● Consignes
A: Répondez aux questions suivantes d'après l'extrait, chacune sur sa propre ligne :
(i) Après quoi chantait-on le cantique Good Night, Sweet Jesus dans l'église de la 31e rue ?
(ii) Dans quel pays madame O'C. a-t-elle l'impression d'être de nouveau une enfant ?
(iii) À l'angle de quelles rues, selon Penfield, peut-on se tenir dans l'un de ces moments ?
B: D'après l'extrait, pourquoi Penfield pensait-il que le cerveau emmagasinait presque parfaitement chaque expérience de la vie ? Répondez en une à trois phrases.
C: Recopiez fidèlement la partie de l'extrait qui s'ouvre sur les mots contenant « Il y a (1) l’état » et se termine par « une diplopie mentale. ».

● Extrait à lire
Il y a (1) l’état de conscience quasiment parasitaire (état de rêve) et (2) des bribes de conscience normale. Il se produit donc un dédoublement de conscience (…) une diplopie mentale.

C’était précisément ce qu’exprimaient mes deux patientes ; madame O’M. me voyait et m’entendait, non sans quelques difficultés, à travers le rêve assourdissant d’Easter Parade ou celui, plus silencieux mais plus profond, de Good Night, Sweet Jesus (ce qui évoquait pour elle une église de la 31e rue, où elle avait coutume d’aller et où l’on chantait ce cantique après une neuvaine). Madame O’C. me voyait et m’entendait, elle aussi, à travers l’anamnèse, beaucoup plus profonde, de son enfance irlandaise : « Je sais que vous êtes là, docteur Sacks. Je sais que je suis une vieille femme qui a eu une attaque et se trouve dans une maison pour personnes âgées, mais j’ai l’impression d’être de nouveau une enfant en Irlande – je sens le bras de ma mère, je la vois, je l’entends chanter. » Penfield montrait que des hallucinations ou des rêves épileptiques de ce genre ne sont jamais imaginaires : ils correspondent toujours à des souvenirs très précis et très vifs, accompagnés de ces mêmes émotions qui accompagnaient l’expérience originelle. Étant donné leur aspect extraordinairement détaillé et cohérent, qui revenait chaque fois que le cortex était stimulé et dépassait tout ce dont une mémoire ordinaire peut se souvenir, Penfield pensa que le cerveau emmagasinait presque parfaitement chaque expérience de la vie, qu’il conservait quelque part le flux de la conscience, si bien que celui-ci pouvait être évoqué ou rappelé en permanence, soit pour les besoins ou les circonstances ordinaires de la vie, soit dans des cas extraordinaires de stimulation épileptique ou électrique. La variété ainsi que l’« absurdité » apparente de ce genre de scènes et de souvenirs convulsifs faisaient croire à Penfield que ces réminiscences étaient essentiellement aléatoires et dépourvues de signification :

Pendant l’opération, il apparaît en général très clairement que la réponse expérimentale évoquée reproduit au hasard tout ce qui composait le flux de conscience au cours d’un moment quelconque de la vie du patient (…) Il peut s’agir [Penfield continue, résumant l’extraordinaire mélange de rêves et de scènes épileptiques qu’il a évoqué] d’un moment où l’on écoute de la musique, où l’on regarde, par l’embrasure de la porte, une salle de danse, où l’on se représente les agissements des voleurs d’après une bande dessinée, du moment où l’on s’éveille d’un rêve très intense, de celui d’une conversation amusante avec des amis, de celui où l’on écoute son petit garçon pour être sûr qu’il va bien, de celui où l’on observe des signaux lumineux, de celui où l’on gît sur la table d’accouchement au moment de la naissance, de celui où l’on est effrayé par un homme menaçant, de celui où l’on observe des gens entrer couverts de neige dans la pièce où l’on se trouve (…) Ce peut être le moment où l’on se tient à l’angle des rues Jacob et Washington (South Bend, Indiana) (…) celui où l’on regarde passer les wagons d’un cirque, une nuit de notre enfance, il y a bien des années (…) le moment où vous écoutez et regardez votre mère souhaiter bon voyage à un invité qui part (…) celui où vous écoutez vos parents chanter des cantiques de Noël.

● Données étudiées

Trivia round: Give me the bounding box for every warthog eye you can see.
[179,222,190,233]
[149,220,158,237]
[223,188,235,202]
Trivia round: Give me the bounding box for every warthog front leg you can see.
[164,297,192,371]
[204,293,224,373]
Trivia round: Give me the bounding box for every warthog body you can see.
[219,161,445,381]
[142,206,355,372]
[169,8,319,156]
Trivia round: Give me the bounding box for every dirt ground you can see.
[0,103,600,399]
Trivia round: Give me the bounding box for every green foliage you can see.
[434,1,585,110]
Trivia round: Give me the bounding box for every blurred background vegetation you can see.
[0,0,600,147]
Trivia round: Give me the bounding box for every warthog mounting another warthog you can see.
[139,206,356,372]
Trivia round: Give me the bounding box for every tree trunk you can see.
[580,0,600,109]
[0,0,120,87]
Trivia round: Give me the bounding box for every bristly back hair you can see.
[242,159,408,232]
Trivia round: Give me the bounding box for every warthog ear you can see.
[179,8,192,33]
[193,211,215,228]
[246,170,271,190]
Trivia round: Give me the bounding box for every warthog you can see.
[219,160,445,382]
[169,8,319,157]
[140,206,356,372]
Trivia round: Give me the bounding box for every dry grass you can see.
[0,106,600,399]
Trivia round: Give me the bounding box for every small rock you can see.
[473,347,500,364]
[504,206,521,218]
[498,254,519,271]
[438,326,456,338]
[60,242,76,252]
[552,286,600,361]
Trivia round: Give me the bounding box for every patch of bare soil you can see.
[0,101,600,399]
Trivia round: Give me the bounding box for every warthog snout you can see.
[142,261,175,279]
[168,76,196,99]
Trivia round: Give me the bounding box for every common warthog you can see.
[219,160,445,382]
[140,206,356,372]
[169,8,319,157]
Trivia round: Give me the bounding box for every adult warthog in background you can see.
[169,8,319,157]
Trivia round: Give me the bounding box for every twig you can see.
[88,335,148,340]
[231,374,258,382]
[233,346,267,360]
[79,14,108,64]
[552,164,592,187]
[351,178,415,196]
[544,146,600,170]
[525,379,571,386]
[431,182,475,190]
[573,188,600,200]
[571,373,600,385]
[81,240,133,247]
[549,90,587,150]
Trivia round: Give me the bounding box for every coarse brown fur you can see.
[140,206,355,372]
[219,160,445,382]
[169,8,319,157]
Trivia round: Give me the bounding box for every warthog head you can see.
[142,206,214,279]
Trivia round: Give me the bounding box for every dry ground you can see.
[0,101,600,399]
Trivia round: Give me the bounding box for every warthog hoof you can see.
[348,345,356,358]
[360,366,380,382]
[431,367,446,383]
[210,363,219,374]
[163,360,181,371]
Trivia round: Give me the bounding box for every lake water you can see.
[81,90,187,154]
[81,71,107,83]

● Corrigé des exercices
A:
(i) Après une neuvaine.
(ii) En Irlande.
(iii) À l'angle des rues Jacob et Washington (South Bend, Indiana).

B: Penfield le pensait en raison de l'aspect extraordinairement détaillé et cohérent de ces hallucinations ou rêves épileptiques. Cet aspect revenait chaque fois que le cortex était stimulé et dépassait tout ce dont une mémoire ordinaire peut se souvenir.

C:
Il y a (1) l’état de conscience quasiment parasitaire (état de rêve) et (2) des bribes de conscience normale. Il se produit donc un dédoublement de conscience (…) une diplopie mentale.